* _Prompt_
Write out the whole listing word for word.

>> start

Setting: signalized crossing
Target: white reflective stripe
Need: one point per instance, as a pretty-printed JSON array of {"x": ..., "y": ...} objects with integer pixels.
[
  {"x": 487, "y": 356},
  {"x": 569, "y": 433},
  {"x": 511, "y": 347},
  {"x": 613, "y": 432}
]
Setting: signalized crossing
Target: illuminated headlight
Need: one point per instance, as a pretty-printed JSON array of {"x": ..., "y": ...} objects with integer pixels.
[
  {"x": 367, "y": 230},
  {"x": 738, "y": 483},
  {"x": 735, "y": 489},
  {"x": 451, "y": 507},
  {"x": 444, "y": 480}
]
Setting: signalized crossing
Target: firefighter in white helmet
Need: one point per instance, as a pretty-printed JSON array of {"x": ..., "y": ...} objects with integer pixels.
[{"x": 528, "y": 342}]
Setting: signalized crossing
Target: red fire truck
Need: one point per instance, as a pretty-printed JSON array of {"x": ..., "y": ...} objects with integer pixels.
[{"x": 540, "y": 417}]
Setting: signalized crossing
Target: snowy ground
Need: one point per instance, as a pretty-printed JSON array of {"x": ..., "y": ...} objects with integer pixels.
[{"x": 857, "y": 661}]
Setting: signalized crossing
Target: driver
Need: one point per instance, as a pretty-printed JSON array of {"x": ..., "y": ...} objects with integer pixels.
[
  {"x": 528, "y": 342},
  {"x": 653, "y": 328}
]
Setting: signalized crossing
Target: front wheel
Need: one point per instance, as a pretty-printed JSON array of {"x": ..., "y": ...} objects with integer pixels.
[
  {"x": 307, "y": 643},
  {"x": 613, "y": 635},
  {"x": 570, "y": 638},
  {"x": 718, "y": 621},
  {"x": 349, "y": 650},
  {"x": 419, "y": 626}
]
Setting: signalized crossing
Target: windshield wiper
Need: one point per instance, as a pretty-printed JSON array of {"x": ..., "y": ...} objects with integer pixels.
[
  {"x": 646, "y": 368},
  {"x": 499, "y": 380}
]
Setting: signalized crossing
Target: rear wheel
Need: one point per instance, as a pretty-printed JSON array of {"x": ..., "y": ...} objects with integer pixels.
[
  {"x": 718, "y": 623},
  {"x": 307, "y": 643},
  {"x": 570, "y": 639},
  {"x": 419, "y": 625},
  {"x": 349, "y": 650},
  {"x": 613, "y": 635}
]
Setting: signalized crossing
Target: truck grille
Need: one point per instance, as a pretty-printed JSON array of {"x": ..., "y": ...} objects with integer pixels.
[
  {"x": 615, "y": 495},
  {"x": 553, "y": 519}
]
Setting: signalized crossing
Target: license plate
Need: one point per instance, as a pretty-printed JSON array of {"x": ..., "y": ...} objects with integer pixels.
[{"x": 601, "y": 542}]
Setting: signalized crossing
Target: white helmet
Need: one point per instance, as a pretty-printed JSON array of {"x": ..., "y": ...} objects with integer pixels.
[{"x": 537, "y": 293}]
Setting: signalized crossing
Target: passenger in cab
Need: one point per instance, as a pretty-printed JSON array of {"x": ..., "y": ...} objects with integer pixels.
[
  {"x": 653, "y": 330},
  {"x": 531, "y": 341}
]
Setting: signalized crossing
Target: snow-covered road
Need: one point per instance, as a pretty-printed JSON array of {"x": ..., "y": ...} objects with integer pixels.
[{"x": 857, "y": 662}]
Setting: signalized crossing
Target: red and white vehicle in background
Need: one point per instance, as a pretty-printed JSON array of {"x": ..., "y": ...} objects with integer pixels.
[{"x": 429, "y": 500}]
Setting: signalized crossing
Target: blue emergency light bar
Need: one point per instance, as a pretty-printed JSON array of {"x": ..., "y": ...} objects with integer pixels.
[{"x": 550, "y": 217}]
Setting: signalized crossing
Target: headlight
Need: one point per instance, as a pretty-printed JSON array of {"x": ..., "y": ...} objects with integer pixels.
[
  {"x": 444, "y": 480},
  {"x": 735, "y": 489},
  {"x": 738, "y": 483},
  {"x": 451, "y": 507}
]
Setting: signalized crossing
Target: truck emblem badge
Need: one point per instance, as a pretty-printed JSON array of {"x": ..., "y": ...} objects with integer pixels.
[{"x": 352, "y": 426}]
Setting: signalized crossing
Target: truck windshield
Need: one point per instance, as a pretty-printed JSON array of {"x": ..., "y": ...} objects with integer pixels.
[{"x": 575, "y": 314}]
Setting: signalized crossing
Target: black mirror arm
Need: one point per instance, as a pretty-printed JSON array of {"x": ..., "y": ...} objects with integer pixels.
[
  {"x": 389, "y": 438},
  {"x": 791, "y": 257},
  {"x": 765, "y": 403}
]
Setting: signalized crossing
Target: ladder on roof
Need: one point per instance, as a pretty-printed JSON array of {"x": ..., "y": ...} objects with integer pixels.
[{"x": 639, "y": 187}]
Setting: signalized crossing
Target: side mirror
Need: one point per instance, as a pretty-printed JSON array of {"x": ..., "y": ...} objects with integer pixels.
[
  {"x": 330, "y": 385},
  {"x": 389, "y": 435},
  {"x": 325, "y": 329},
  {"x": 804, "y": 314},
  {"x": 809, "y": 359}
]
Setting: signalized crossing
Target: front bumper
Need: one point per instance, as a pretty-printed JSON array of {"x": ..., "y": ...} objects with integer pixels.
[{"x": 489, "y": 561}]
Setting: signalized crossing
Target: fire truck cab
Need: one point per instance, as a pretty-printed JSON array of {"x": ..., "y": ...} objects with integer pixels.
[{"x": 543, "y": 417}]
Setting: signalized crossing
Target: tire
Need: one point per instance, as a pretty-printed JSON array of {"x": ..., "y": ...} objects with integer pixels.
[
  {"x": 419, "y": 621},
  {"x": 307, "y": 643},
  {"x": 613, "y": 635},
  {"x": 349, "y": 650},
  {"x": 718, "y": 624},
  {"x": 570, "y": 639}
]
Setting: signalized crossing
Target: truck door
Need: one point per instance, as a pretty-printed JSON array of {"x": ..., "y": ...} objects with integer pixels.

>> end

* _Output of the exercise_
Setting: signalized crossing
Target: white reflective stripe
Need: one point per instance, as a pretty-printed JSON array of {"x": ..., "y": ...} objects with integer pixels.
[
  {"x": 487, "y": 356},
  {"x": 569, "y": 433},
  {"x": 511, "y": 347},
  {"x": 613, "y": 432}
]
Setting: signalized crossing
Target: illuminated headlight
Need: one point per instance, as a pretty-printed JSON array of {"x": ..., "y": ...} objects with integer pixels.
[
  {"x": 367, "y": 230},
  {"x": 738, "y": 483},
  {"x": 735, "y": 489},
  {"x": 451, "y": 507},
  {"x": 444, "y": 480}
]
Setting: signalized crossing
Target: firefighter in white helmet
Need: one point per instance, as a pretty-printed JSON array of {"x": ..., "y": ...} objects with integer pixels.
[{"x": 528, "y": 342}]
Setting: signalized crossing
Target: red fire truck
Need: one point per instance, as a pretty-printed JSON array of {"x": ..., "y": ...} objects with integer pixels.
[{"x": 540, "y": 417}]
Setting: signalized crossing
Target: snowy ground
Need: one point per instance, as a pretty-printed JSON array of {"x": ..., "y": ...} objects with integer pixels.
[{"x": 857, "y": 661}]
Setting: signalized crossing
Target: driver
Need: one point per instance, as a pretty-printed JSON array of {"x": ..., "y": ...} objects with integer pixels.
[
  {"x": 528, "y": 342},
  {"x": 653, "y": 328}
]
Setting: signalized crossing
Target: front wheel
Need: one point per instance, as a pretty-printed JSON array of {"x": ..., "y": ...} objects with integer pixels.
[
  {"x": 307, "y": 643},
  {"x": 613, "y": 635},
  {"x": 570, "y": 638},
  {"x": 718, "y": 621},
  {"x": 349, "y": 650},
  {"x": 419, "y": 626}
]
Setting: signalized crossing
Target: windshield wiper
Need: one point per instance, as a pretty-printed JSON array of {"x": ..., "y": ...} objects with integer pixels.
[
  {"x": 646, "y": 368},
  {"x": 499, "y": 380}
]
Setting: signalized crossing
Target: rear wheel
Need: one point per instance, as a pretty-printed JSON array of {"x": ..., "y": ...} objects with integer pixels.
[
  {"x": 718, "y": 623},
  {"x": 307, "y": 643},
  {"x": 570, "y": 639},
  {"x": 419, "y": 625},
  {"x": 349, "y": 650},
  {"x": 613, "y": 635}
]
Setting: signalized crossing
Target: truck grille
Need: one point per instance, as a pretty-printed JSON array of {"x": ..., "y": ...} objects with integer pixels.
[
  {"x": 615, "y": 495},
  {"x": 553, "y": 519}
]
Setting: signalized crossing
Target: license plate
Need: one point per instance, as a pretty-printed JSON array of {"x": ..., "y": ...} objects with integer pixels.
[{"x": 601, "y": 542}]
Setting: signalized crossing
Target: white helmet
Need: one point per instance, as a pretty-printed JSON array of {"x": ..., "y": ...} objects with integer pixels.
[{"x": 537, "y": 293}]
Setting: signalized crossing
Target: passenger in cab
Need: one point per instance, as a pretty-printed JSON array of {"x": ..., "y": ...} objects with integer pixels.
[
  {"x": 653, "y": 330},
  {"x": 531, "y": 341}
]
Setting: signalized crossing
Target: snow-covered road
Need: one point per instance, as a pretty-printed JSON array of {"x": ..., "y": ...} objects with integer pixels.
[{"x": 857, "y": 662}]
Setting: signalized crossing
Target: red and white vehicle in background
Need: one point per instance, as a pretty-printed JSON array of {"x": ..., "y": ...} objects with integer pixels.
[{"x": 429, "y": 500}]
Setting: signalized crossing
Target: blue emergency light bar
Need: one point per instance, as a pretty-printed JSON array of {"x": ..., "y": ...} objects with integer pixels.
[{"x": 550, "y": 217}]
Setting: signalized crossing
Target: headlight
Need: one point per instance, as a pretty-printed JSON array of {"x": ..., "y": ...} objects with integer pixels.
[
  {"x": 444, "y": 480},
  {"x": 735, "y": 489},
  {"x": 738, "y": 483},
  {"x": 451, "y": 507}
]
Setting: signalized crossing
Target: truck emblem badge
Need: one point per instance, as a pretty-printed JSON array of {"x": ..., "y": ...} objects with integer pixels.
[{"x": 352, "y": 426}]
Setting: signalized crossing
Target: truck windshield
Need: one point per instance, as a pretty-printed JSON array of {"x": ..., "y": ...} objects with integer pixels.
[{"x": 575, "y": 314}]
Setting: signalized crossing
Target: black mirror arm
Need: one point per instance, as a pretty-printed JSON array of {"x": ..., "y": ...} objects with integer pixels.
[
  {"x": 389, "y": 438},
  {"x": 791, "y": 257},
  {"x": 765, "y": 403}
]
Setting: signalized crossing
Target: ladder on roof
Need: one point per instance, as a pretty-printed JSON array of {"x": ..., "y": ...} objects with integer pixels.
[{"x": 639, "y": 187}]
Setting: signalized crossing
Target: side mirror
Need: one point per instance, as a pretty-printed JSON array of {"x": ..., "y": ...} objects with integer pixels.
[
  {"x": 330, "y": 385},
  {"x": 389, "y": 435},
  {"x": 325, "y": 329},
  {"x": 804, "y": 314},
  {"x": 809, "y": 359}
]
Setting: signalized crossing
Target: front bumper
Need: one point per instance, as a pretty-printed JSON array of {"x": ..., "y": ...} objects with integer pixels.
[{"x": 489, "y": 561}]
Setting: signalized crossing
Target: fire truck cab
Need: one point per instance, as a pretty-printed JSON array of {"x": ..., "y": ...} objects with integer pixels.
[{"x": 543, "y": 417}]
Setting: signalized crossing
Target: tire
Need: one point per instance, as a pretty-printed JSON array of {"x": ..., "y": ...} objects with integer pixels.
[
  {"x": 419, "y": 621},
  {"x": 307, "y": 643},
  {"x": 613, "y": 635},
  {"x": 349, "y": 650},
  {"x": 718, "y": 624},
  {"x": 570, "y": 639}
]
Setting: signalized crossing
Target: truck door
Need: one point per instance, as a pretty-printed JSON array of {"x": ..., "y": ...} objects with integer pixels.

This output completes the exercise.